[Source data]
++++++++++++++++++++

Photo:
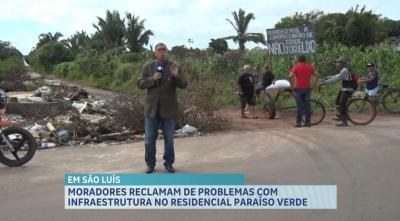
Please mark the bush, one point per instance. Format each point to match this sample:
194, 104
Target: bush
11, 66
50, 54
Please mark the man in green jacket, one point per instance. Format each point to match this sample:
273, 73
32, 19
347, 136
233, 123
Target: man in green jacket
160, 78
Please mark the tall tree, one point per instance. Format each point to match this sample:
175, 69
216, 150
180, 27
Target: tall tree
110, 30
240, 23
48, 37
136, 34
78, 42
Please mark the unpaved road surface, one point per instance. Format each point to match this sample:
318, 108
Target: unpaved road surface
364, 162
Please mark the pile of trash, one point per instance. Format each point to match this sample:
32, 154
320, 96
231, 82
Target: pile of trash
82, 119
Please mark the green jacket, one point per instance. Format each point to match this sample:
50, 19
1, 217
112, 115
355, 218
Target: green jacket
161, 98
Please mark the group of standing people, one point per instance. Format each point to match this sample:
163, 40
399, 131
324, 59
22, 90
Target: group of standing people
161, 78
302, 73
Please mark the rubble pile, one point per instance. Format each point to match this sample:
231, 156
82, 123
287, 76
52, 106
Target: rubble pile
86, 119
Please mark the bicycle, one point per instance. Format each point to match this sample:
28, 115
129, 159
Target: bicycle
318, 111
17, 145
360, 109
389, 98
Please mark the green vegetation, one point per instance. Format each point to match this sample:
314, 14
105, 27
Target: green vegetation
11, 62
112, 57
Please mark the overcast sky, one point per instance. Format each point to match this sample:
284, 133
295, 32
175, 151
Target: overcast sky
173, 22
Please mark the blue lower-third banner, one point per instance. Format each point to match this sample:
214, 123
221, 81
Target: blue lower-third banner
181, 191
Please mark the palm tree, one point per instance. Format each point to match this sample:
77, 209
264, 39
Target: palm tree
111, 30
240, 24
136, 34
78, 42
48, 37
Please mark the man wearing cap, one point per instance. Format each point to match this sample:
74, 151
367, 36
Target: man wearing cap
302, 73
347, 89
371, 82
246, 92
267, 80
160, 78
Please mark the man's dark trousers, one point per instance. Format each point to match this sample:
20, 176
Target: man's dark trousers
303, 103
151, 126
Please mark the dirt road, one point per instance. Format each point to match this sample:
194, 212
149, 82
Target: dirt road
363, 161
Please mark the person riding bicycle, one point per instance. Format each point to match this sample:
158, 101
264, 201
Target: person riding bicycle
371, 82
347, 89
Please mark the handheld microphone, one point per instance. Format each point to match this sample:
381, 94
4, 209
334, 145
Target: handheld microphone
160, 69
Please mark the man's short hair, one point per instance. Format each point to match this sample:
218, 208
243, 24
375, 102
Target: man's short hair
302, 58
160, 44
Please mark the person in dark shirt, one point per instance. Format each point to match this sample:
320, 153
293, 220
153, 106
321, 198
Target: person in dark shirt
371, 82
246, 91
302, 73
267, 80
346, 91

++++++++++++++++++++

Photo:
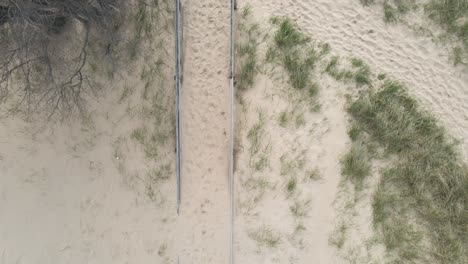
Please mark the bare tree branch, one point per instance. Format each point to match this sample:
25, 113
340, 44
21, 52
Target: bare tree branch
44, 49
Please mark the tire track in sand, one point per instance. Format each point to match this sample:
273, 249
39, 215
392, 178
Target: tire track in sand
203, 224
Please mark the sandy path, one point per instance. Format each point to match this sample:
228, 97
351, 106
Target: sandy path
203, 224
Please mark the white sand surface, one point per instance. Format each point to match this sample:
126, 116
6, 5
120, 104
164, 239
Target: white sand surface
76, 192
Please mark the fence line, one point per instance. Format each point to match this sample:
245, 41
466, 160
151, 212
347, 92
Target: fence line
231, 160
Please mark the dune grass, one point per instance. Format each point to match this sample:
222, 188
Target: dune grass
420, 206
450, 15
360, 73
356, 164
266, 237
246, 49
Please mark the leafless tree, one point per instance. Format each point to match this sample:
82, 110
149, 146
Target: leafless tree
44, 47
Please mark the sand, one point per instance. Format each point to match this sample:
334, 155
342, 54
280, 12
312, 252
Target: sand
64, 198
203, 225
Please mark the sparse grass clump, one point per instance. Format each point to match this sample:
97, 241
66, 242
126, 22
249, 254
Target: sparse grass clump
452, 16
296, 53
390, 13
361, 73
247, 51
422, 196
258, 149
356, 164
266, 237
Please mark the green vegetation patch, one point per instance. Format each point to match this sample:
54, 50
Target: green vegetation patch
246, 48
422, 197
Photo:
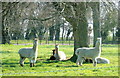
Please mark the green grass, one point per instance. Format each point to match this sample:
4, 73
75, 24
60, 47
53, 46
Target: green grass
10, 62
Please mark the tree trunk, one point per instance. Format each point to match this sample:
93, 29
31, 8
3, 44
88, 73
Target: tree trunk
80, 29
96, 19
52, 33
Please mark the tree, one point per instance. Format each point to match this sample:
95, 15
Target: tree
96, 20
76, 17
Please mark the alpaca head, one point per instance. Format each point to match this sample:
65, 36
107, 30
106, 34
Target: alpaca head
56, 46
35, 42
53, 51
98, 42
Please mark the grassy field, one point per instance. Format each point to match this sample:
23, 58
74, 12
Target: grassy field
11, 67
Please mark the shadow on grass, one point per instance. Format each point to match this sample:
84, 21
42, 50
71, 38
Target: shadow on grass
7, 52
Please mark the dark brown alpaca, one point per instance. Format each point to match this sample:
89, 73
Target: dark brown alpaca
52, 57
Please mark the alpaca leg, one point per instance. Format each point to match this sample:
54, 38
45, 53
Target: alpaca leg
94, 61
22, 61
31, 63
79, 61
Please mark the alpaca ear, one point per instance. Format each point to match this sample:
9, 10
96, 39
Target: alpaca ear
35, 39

++++++++++++++++++++

Tally the lines of the records that contain the string "shirt". Give only the number.

2